Render all the entries below as a Markdown table with two columns, Row and Entry line, giving each line its own numbered row and skipping any blank lines.

>> Start

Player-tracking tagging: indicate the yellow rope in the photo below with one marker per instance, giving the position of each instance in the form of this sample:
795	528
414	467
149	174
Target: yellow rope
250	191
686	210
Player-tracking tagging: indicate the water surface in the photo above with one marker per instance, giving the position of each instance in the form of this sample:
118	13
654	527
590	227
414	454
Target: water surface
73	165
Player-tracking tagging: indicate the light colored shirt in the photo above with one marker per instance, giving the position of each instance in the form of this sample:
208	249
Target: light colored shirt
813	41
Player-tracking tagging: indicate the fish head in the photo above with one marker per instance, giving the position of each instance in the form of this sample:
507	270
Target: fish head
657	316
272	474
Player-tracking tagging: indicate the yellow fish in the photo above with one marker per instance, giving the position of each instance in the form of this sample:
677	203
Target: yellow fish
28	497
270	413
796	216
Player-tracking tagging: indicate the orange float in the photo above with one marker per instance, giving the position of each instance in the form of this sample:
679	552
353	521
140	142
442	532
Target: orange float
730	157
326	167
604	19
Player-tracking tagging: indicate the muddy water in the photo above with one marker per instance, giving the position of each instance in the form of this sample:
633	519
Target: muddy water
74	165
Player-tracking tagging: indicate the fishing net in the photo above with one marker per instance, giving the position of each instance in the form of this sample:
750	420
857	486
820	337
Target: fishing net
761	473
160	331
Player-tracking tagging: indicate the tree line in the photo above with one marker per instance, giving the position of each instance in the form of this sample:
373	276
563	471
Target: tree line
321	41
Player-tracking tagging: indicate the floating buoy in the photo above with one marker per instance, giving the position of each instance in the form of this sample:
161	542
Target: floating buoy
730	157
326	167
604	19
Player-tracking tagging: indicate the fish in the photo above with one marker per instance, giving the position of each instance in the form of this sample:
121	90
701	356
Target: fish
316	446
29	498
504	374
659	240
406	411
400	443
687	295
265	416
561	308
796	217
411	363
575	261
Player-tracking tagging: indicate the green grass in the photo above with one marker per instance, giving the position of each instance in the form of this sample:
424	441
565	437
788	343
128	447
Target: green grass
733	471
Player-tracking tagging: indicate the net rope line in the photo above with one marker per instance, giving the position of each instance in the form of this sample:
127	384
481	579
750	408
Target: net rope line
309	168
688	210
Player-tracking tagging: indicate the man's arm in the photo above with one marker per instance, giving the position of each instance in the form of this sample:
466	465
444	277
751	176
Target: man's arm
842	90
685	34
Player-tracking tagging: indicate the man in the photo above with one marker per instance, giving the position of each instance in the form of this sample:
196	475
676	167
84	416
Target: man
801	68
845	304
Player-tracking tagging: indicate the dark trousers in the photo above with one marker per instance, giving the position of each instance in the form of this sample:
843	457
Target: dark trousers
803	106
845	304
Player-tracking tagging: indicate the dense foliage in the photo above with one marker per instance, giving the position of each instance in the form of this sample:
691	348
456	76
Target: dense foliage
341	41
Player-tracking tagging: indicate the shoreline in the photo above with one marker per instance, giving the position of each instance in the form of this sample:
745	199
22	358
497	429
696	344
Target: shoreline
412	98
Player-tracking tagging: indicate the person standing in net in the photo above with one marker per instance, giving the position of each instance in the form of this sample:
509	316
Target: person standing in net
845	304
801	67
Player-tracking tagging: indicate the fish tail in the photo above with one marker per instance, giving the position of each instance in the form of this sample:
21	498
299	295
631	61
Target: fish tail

>> End

» **Task response**
| Row | Entry line |
|---|---|
| 1 | Player-tracking tagging: indicate the yellow rope in the photo below with one marker per instance, giving the position of each instance in the form of this sample: |
| 2 | 795	528 |
| 3 | 414	467 |
| 4 | 149	174 |
| 5 | Target: yellow rope |
| 6 | 250	191 |
| 7 | 686	210 |
| 8 | Player-tracking tagging: indicate the water surface in the photo above with one marker per instance, giving the position of each instance in the form of this sample: |
| 9 | 118	13 |
| 10 | 654	527 |
| 11 | 590	227 |
| 12 | 414	454 |
| 13 | Target: water surface |
| 14 | 73	165 |
| 15 | Player-tracking tagging: indicate the light colored shirt in the photo above with one marker per instance, giving the position of each instance in the form of this sample: |
| 16 | 208	249 |
| 17 | Target: light colored shirt |
| 18 | 813	41 |
| 19 | Player-tracking tagging: indicate the fish head in the photo above with one marker per instance, giving the position of each instance in the form of this sample: |
| 20 | 507	270 |
| 21 | Target: fish head |
| 22 | 657	316 |
| 23 | 272	474 |
| 24 | Player-tracking tagging: indicate the yellow fish in the photo above with one marker per instance, giving the position of each instance in the form of this sample: |
| 25 | 677	203 |
| 26 | Target: yellow fish |
| 27 | 28	497 |
| 28 | 270	413 |
| 29 | 796	216 |
| 30 | Player-tracking tagging: indicate the orange float in the photo above with one marker per instance, giving the position of each instance in the form of this sample: |
| 31 | 679	552 |
| 32 | 353	521 |
| 33 | 140	142 |
| 34 | 442	532 |
| 35 | Target: orange float |
| 36 | 730	157 |
| 37 | 326	167 |
| 38 | 604	19 |
| 39 | Player-tracking tagging: indicate the muddy water in the photo above with one marker per instance, giving the position of each instance in the form of this sample: |
| 40 | 633	519 |
| 41 | Target: muddy water |
| 42 | 74	165 |
| 43 | Player-tracking tagging: indicate the fishing net in the photo above with one marker per instance, giving the position of each instance in the form of this sample: |
| 44 | 750	420 |
| 45 | 857	486 |
| 46 | 820	337 |
| 47 | Target: fishing net |
| 48 | 761	473 |
| 49 | 160	331 |
| 50 | Player-tracking tagging: indicate the tree line in the photo above with one marker per instance, giving the position of each instance in the form of this sample: |
| 51 | 373	276 |
| 52 | 563	471 |
| 53 | Target: tree line |
| 54 | 321	41 |
| 55 | Player-tracking tagging: indicate the floating buoy in the photo above with one marker per instance, giving the position of each instance in the form of this sample: |
| 56 | 161	542 |
| 57 | Target: floating buoy |
| 58 | 730	157 |
| 59 | 326	167 |
| 60 | 604	19 |
| 61 | Player-tracking tagging: indicate the fish in the photo above with one marker per instance, giving the position of each instance in the form of this sample: |
| 62 | 121	90 |
| 63 | 701	356 |
| 64 | Target: fish |
| 65 | 316	446 |
| 66 | 29	498 |
| 67 | 504	374 |
| 68 | 659	240 |
| 69 | 406	411 |
| 70 | 400	443 |
| 71 | 687	295 |
| 72 | 265	416 |
| 73 | 561	308 |
| 74 | 796	217 |
| 75 | 411	363 |
| 76 | 575	261 |
| 77 | Player-tracking tagging: indicate the green grass in the photo above with one marker per instance, giving the position of each instance in the form of this sample: |
| 78 | 424	441 |
| 79 | 565	437 |
| 80 | 788	343 |
| 81 | 128	447 |
| 82 | Target: green grass |
| 83 | 733	471 |
| 84 | Player-tracking tagging: indicate the net rope line in the photo above with one marker per instance, giving the position of each instance in the form of this sample: |
| 85 | 127	384 |
| 86 | 481	579 |
| 87 | 750	408 |
| 88 | Target: net rope line |
| 89 | 309	168 |
| 90 | 688	210 |
| 91 | Player-tracking tagging: indicate the man's arm in the photo above with one marker per instance, giving the position of each instance in the form of this sample: |
| 92 | 466	465 |
| 93 | 444	277 |
| 94 | 751	176 |
| 95 | Target: man's arm |
| 96 | 842	90 |
| 97 | 685	34 |
| 98 | Player-tracking tagging: indicate the man in the photo above with one marker per instance, giving the position of each instance in the form of this sample: |
| 99 | 196	475 |
| 100 | 676	167 |
| 101 | 84	416 |
| 102 | Target: man |
| 103 | 801	68 |
| 104 | 845	304 |
| 105 | Player-tracking tagging: indicate the dark trousers in the photo above with one marker per instance, giving the position of each instance in the form of this sample: |
| 106 | 843	457 |
| 107 | Target: dark trousers |
| 108 | 803	106 |
| 109 | 845	304 |
| 110 | Player-tracking tagging: indicate the dense foliage in the photo above with one marker per instance, giving the position of each instance in the form of this sample: |
| 111 | 691	348 |
| 112 | 456	76 |
| 113 | Target: dense foliage |
| 114 | 341	41 |
| 115 | Player-tracking tagging: indicate the shoreline in the photo above with one marker per instance, giving the position of each instance in the form of this sample: |
| 116 | 745	199 |
| 117 | 22	358 |
| 118 | 497	429 |
| 119 | 696	344 |
| 120 | Target: shoreline |
| 121 | 412	98 |
| 122 | Player-tracking tagging: indicate the person standing in net in the photo above with one marker per instance, giving the position of each instance in the form of this sample: |
| 123 | 509	316 |
| 124 | Target: person standing in net |
| 125 | 845	304 |
| 126 | 801	67 |
| 127 | Player-tracking tagging: indicate the fish tail in the photo above with one marker per instance, giving the position of each instance in the form of this sample: |
| 128 | 21	498 |
| 129 | 299	295 |
| 130 | 631	61 |
| 131 | Target: fish tail |